Items stored from a collection:
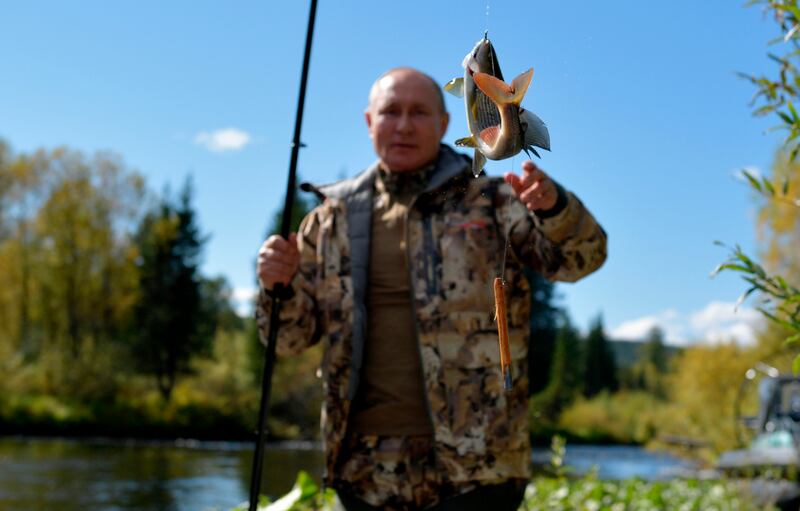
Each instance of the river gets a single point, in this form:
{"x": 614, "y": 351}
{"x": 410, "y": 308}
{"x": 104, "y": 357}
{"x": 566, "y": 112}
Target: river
{"x": 112, "y": 475}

> **Stated problem**
Convert the lines above into a JSON list of strings with one string per line, skipping any blank lines. Leave the pictures out of the answer.

> **Written solution**
[
  "Each instance of the river gets a single point, in this form:",
  "{\"x\": 614, \"y\": 351}",
  "{\"x\": 410, \"y\": 308}",
  "{\"x\": 104, \"y\": 357}",
  "{\"x\": 566, \"y\": 112}",
  "Target: river",
  "{\"x\": 112, \"y\": 475}"
]